- **WHAT YOU HAVE TO DO**:
Return every entry below word for word, omitting the pictures.

>> begin MATERIAL PROVIDED

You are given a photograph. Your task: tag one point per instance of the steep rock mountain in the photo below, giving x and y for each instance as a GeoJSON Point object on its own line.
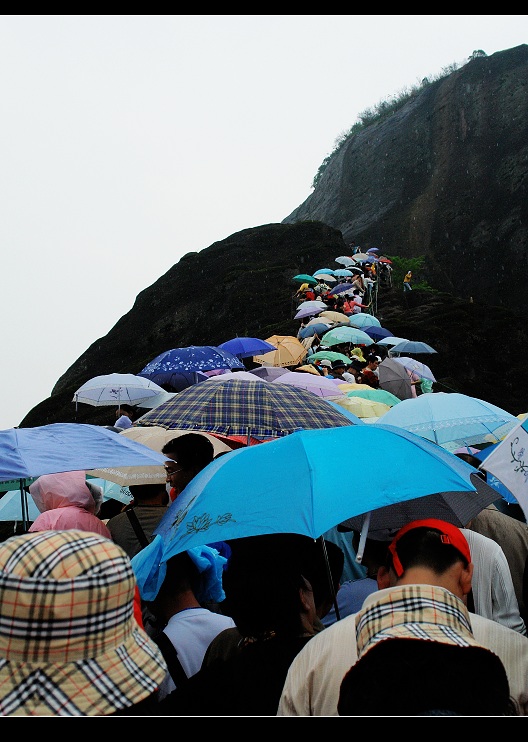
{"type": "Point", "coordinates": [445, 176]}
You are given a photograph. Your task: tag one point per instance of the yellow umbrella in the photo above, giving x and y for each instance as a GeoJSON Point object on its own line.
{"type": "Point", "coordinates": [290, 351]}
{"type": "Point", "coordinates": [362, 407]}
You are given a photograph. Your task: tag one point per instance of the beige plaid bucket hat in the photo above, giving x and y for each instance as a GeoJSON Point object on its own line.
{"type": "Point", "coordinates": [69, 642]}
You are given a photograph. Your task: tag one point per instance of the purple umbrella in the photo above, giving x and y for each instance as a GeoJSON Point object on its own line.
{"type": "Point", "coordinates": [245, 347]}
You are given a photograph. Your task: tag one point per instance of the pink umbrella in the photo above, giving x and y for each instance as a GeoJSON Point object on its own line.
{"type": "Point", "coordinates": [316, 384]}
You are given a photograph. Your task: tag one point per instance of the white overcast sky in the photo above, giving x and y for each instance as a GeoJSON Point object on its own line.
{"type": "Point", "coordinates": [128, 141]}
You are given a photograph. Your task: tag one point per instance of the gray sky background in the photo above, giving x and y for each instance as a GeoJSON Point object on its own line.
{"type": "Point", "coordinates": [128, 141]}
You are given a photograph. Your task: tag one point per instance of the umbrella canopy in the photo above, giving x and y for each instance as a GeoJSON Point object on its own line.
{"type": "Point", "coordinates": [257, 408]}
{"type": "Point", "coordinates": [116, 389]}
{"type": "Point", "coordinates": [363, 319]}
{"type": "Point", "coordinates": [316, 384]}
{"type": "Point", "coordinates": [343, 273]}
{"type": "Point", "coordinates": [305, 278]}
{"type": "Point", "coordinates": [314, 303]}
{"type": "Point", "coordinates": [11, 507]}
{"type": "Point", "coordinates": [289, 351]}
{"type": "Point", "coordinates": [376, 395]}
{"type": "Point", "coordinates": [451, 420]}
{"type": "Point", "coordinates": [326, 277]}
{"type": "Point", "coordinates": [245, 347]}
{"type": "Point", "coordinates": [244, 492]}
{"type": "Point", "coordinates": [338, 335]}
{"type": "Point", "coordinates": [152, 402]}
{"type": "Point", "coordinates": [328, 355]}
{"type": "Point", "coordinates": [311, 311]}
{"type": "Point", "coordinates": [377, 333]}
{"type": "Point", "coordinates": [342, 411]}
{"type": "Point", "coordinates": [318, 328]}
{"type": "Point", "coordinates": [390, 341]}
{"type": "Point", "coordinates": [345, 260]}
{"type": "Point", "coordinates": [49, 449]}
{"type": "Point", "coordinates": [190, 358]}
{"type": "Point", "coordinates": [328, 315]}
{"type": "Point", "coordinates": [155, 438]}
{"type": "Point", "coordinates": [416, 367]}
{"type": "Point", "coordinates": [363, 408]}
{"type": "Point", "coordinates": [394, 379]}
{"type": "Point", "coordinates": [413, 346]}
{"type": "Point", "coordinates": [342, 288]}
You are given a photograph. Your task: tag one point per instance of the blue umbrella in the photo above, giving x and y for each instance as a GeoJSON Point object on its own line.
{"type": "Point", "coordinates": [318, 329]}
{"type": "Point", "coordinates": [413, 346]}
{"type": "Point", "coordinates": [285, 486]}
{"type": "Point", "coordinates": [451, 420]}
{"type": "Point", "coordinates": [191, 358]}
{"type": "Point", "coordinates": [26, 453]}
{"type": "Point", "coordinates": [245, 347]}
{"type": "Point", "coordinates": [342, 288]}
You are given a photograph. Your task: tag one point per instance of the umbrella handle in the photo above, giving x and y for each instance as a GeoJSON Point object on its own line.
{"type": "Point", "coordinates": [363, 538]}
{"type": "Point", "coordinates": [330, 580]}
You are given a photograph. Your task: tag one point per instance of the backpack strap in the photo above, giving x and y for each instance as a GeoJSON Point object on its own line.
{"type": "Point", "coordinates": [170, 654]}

>> end MATERIAL PROVIDED

- **COMPLETED EXERCISE**:
You are given a photograph. Your task: tag one point per instance of the steep rock mountain in the photo below, giving x and y for each instance as a GeoJSON Point object on its own line.
{"type": "Point", "coordinates": [445, 176]}
You are given a photograph. Your task: tag one point per instance of the yellow umbrella in the photo above, giving x and y for each instance as a GeoJSON Point object on its own line.
{"type": "Point", "coordinates": [290, 351]}
{"type": "Point", "coordinates": [362, 407]}
You are given a photograph. Your task: tag one point per instance of the beige plaid bucket hat in the photo above, giving x and y for each instance as a GeoJSON Point object on its own line.
{"type": "Point", "coordinates": [69, 642]}
You are given a photograph. Your task: tag one point per instance of the purple umbrella in the photo above, giving x and y for each instance as a GeoJSON Point object on its own line.
{"type": "Point", "coordinates": [245, 347]}
You are given a photograph. Your task: tag one point per instance of the pink umbrella in the photo above, giving x and y for each instance as a GeoJSON Point object on its own line.
{"type": "Point", "coordinates": [316, 384]}
You are given a photograph. Your task: tag one point per instance of the white overcast sky in the photo above, giving x and y for each instance as a GeoJSON Point object on its own line.
{"type": "Point", "coordinates": [128, 141]}
You are given a photograph. Your task: tag one point per instance of the gray sky background in the photo above, giving x and y for each instance as a GeoJSON Point object on its own line.
{"type": "Point", "coordinates": [128, 141]}
You are given a photograph. Your task: tag one point per instance of the umbrella canopy in the photo above, giving x and y for each instance as a GeoJSON Point object on its own line.
{"type": "Point", "coordinates": [257, 408]}
{"type": "Point", "coordinates": [116, 389]}
{"type": "Point", "coordinates": [363, 319]}
{"type": "Point", "coordinates": [316, 384]}
{"type": "Point", "coordinates": [343, 273]}
{"type": "Point", "coordinates": [305, 278]}
{"type": "Point", "coordinates": [314, 303]}
{"type": "Point", "coordinates": [11, 507]}
{"type": "Point", "coordinates": [289, 351]}
{"type": "Point", "coordinates": [376, 395]}
{"type": "Point", "coordinates": [451, 420]}
{"type": "Point", "coordinates": [326, 277]}
{"type": "Point", "coordinates": [245, 347]}
{"type": "Point", "coordinates": [244, 492]}
{"type": "Point", "coordinates": [338, 335]}
{"type": "Point", "coordinates": [152, 402]}
{"type": "Point", "coordinates": [328, 355]}
{"type": "Point", "coordinates": [311, 311]}
{"type": "Point", "coordinates": [377, 333]}
{"type": "Point", "coordinates": [342, 411]}
{"type": "Point", "coordinates": [318, 328]}
{"type": "Point", "coordinates": [390, 341]}
{"type": "Point", "coordinates": [345, 260]}
{"type": "Point", "coordinates": [49, 449]}
{"type": "Point", "coordinates": [190, 358]}
{"type": "Point", "coordinates": [328, 315]}
{"type": "Point", "coordinates": [155, 438]}
{"type": "Point", "coordinates": [416, 367]}
{"type": "Point", "coordinates": [363, 408]}
{"type": "Point", "coordinates": [394, 379]}
{"type": "Point", "coordinates": [413, 346]}
{"type": "Point", "coordinates": [342, 288]}
You are given a photograph. Your task: tag one point per instance of the blue umbrella in the photo above, giving x and y for each instance as a GeoJSON Point object on its own line.
{"type": "Point", "coordinates": [318, 329]}
{"type": "Point", "coordinates": [413, 346]}
{"type": "Point", "coordinates": [285, 486]}
{"type": "Point", "coordinates": [451, 420]}
{"type": "Point", "coordinates": [191, 358]}
{"type": "Point", "coordinates": [26, 453]}
{"type": "Point", "coordinates": [245, 347]}
{"type": "Point", "coordinates": [342, 288]}
You are given a photograph. Your task: tag one point per instance of the umbrella handle in the photo above, giving x and y for each instance as a GeoJSON Point object on its own line.
{"type": "Point", "coordinates": [363, 538]}
{"type": "Point", "coordinates": [330, 580]}
You are given a photograph. Your task: tag one point per instance of the backpack strap in the photo above, giving x and y for each instance as a GeoJSON Point object on its own line.
{"type": "Point", "coordinates": [170, 654]}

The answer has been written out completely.